■ **Text shown**

# Simultaneous maximization of two Generalized Rayleigh Ritz Ratios

Consider hermitian positive semi-definite matrices $A_1$ and $A_2$. Consider also positive definite matrices $B_1$ and $B_2$. I want to maximize the minimum of the two Generalized Rayleigh Ritz ratios $\frac{x^{H}A_1x}{x^{H}B_1x}$ and $\frac{x^{H}A_2x}{x^{H}B_2x}$. To state it formally, the problem is

\begin{align} \max_{x} \min\left(\frac{x^{H}A_1x}{x^{H}B_1x},\frac{x^{H}A_2x}{x^{H}B_2x}\right) \end{align}

I would be very much happy if we can find a closed form solution for it. I would also appreciate if some one can suggest a iterative algorithm to solve it. I am not interested in converting it to a convex optimization problem even if it is possible. (But, if convertible to a convex is fruitful, then I would like to see it).

EDIT------

My attempt on the problem

Introduce a extra variable $t$ and rewrite the problem as

\begin{align} \max_{x,t}~t , \end{align} \begin{align}sucht~that~ \frac{x^{H}A_1x}{x^{H}B_1x} \geq t, \frac{x^{H}A_2x}{x^{H}B_2x} \geq t \end{align} Since $B_1$ and $B_2$ are positive definite, one can re-write this equations as

\begin{align} \max_{x,t}~t , \end{align} \begin{align}sucht~that~ x^{H}(A_1-t B_1)x \geq 0 \end{align} \begin{align} x^{H}(A_2-t B_2)x \geq 0 \end{align}

May some one here can come up with a algorithm for this problem.

• I guess it relates to the condition number of the underlying matrices. See if this paper is helpful sinnamon.math.uwo.ca/pdf/convexity.pdf Nov 3, 2012 at 20:22
• Thanks for the help, the paper you mentioned concerns with product of quadratic forms rather than the ratio. Nov 4, 2012 at 13:56
• @ Karim Baghery: this problem has been solved in Multiuser channel in cooperative communications, It is solved using of bisection search. In IEEE link of mentioned paper you can see the algorithm of solution and more details about that. if it was not clear I can explain more, My Email is [email protected] Best,
– user37774
Jul 26, 2013 at 16:21

Here is a crude idea that might work (haven't thought too carefully about it).

■ **Given information**
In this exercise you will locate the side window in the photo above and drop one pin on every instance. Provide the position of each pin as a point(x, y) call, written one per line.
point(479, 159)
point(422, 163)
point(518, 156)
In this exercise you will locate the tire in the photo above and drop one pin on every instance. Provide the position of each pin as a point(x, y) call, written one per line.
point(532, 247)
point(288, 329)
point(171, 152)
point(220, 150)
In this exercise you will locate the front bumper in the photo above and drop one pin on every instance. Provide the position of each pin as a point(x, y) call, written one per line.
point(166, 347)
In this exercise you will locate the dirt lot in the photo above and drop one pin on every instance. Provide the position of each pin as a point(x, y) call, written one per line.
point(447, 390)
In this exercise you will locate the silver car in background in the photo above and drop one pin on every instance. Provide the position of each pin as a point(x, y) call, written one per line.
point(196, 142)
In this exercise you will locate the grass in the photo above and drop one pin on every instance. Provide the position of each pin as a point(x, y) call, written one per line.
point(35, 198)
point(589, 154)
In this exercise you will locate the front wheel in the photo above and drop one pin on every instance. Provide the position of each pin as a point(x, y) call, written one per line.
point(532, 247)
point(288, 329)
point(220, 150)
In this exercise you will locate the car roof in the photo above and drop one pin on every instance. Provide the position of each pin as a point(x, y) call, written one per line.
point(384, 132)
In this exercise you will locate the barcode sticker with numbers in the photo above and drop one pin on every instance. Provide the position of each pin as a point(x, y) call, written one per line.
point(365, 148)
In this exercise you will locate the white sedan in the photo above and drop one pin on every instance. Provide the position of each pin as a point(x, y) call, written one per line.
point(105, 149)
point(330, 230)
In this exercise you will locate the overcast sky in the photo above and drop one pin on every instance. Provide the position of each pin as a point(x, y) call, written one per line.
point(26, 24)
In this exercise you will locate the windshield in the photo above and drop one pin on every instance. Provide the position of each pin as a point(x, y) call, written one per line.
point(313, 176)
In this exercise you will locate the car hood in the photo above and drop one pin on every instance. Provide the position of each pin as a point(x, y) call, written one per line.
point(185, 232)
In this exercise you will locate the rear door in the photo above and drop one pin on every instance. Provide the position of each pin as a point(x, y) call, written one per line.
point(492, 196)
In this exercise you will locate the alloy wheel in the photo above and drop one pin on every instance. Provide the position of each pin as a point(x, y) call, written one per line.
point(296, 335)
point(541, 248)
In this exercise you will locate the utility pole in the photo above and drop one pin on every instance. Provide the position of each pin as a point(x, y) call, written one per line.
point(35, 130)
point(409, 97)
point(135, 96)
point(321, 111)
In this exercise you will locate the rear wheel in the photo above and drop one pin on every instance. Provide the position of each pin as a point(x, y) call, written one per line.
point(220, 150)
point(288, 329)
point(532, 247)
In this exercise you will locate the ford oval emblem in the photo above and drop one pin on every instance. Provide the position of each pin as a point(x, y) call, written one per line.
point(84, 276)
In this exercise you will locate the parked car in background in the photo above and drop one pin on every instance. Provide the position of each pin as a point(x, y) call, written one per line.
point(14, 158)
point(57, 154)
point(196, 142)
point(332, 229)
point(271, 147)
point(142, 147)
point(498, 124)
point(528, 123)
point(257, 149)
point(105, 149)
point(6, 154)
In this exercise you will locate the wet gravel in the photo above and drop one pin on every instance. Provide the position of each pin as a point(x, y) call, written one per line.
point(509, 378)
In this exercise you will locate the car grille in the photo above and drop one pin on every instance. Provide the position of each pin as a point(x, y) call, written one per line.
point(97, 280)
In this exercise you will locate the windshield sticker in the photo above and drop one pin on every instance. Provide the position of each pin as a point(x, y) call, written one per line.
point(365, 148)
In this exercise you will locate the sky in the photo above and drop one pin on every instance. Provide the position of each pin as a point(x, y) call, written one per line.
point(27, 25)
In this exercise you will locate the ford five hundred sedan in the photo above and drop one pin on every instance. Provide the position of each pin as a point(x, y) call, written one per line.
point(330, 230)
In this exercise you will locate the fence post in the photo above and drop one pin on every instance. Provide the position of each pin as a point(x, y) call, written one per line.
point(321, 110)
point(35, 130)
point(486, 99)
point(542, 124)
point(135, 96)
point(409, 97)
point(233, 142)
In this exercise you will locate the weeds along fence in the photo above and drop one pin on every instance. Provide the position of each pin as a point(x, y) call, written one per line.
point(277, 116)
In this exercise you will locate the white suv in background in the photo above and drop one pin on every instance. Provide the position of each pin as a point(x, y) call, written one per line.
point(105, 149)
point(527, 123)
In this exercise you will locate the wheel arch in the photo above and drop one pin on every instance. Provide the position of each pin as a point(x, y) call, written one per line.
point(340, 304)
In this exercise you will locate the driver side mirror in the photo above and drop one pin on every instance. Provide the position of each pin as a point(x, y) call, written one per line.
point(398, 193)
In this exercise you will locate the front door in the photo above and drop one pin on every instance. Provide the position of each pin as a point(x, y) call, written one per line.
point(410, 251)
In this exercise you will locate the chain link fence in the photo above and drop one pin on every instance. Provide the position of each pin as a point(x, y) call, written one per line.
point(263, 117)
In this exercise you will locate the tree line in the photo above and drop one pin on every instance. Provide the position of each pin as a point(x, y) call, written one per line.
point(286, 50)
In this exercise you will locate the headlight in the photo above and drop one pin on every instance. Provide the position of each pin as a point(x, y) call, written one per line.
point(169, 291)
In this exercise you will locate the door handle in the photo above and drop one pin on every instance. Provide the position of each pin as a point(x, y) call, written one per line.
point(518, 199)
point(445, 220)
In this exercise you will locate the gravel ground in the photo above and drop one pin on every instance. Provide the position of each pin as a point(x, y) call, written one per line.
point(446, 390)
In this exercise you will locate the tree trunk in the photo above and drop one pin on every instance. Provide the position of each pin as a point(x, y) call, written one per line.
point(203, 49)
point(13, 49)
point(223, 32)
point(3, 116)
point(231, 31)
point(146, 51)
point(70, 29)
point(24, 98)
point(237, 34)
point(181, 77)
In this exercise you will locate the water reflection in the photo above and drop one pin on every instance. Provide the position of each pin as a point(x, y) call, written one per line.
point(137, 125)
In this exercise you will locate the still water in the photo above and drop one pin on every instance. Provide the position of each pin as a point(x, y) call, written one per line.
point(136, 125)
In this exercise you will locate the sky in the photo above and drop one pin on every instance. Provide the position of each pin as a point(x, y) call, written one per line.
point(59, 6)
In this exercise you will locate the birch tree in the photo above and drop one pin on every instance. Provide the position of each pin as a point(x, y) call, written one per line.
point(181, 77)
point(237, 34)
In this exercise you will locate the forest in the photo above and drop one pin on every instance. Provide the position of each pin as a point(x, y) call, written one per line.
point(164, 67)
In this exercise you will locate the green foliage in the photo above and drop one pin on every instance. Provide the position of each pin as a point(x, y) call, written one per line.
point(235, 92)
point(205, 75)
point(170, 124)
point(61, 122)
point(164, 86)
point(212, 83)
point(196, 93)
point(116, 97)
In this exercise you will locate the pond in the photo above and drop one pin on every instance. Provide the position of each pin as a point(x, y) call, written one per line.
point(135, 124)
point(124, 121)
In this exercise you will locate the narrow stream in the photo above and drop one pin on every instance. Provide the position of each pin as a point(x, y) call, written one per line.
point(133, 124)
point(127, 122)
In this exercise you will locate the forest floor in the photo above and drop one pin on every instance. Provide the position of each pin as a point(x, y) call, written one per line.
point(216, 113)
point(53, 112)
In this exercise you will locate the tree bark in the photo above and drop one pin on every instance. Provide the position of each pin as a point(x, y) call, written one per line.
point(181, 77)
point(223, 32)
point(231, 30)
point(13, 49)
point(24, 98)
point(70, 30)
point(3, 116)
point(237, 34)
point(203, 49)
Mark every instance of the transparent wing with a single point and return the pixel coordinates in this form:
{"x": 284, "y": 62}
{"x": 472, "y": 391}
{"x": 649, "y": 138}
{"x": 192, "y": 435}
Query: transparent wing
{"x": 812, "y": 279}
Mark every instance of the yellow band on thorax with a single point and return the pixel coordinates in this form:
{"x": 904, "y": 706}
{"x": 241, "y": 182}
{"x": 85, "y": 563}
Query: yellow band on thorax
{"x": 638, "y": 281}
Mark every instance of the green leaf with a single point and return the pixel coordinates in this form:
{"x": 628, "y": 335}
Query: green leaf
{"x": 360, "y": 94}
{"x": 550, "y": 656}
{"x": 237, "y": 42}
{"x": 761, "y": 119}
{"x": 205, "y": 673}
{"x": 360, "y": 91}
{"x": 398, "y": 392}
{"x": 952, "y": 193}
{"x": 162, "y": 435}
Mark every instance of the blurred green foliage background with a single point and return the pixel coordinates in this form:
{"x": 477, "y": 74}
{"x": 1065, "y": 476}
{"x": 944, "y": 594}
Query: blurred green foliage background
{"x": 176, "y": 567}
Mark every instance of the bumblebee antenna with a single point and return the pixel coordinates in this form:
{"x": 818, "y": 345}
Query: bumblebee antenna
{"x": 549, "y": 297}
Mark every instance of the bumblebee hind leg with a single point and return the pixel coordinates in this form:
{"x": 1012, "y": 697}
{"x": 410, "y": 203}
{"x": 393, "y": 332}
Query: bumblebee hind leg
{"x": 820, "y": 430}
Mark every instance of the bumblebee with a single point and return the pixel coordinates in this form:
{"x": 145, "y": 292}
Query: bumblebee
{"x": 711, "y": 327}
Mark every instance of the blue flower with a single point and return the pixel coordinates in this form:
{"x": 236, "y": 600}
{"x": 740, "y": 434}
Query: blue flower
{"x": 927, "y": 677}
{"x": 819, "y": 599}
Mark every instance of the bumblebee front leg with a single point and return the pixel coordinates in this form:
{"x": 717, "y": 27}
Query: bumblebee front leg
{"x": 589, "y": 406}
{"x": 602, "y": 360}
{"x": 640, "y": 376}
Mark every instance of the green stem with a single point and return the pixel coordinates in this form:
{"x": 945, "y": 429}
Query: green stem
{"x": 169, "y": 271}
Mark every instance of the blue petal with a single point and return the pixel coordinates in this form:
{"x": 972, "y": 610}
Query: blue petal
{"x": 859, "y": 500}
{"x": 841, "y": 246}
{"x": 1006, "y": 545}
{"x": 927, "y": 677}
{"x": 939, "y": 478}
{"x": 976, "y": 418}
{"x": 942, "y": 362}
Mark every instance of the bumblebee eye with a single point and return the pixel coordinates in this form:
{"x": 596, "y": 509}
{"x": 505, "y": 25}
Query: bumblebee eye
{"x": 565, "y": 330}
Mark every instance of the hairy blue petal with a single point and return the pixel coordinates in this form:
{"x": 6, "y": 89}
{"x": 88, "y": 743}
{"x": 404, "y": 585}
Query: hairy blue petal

■ **Aim of the task**
In the thread on maximizing two Rayleigh ratios:
1. What kind of matrices are $B_1$ and $B_2$?
2. What does the Nov 4, 2012 comment say the suggested paper is about?
3. What search method does the comment from user37774 say solved the problem?

■ **Complete output**
1. Positive definite matrices.
2. The product of quadratic forms rather than the ratio.
3. Bisection search.